== EXERCISE GOAL ==
Repeat every record below exactly as written.

== Entries taken from a collection ==
--

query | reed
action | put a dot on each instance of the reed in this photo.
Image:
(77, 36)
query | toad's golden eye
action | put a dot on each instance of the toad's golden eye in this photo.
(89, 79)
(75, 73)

--

== TASK RESULT ==
query | reed
action | put a dot on each instance of the reed in this photo.
Image:
(77, 36)
query | toad's golden eye
action | put a dot on each instance of the toad's golden eye in this photo.
(89, 79)
(75, 73)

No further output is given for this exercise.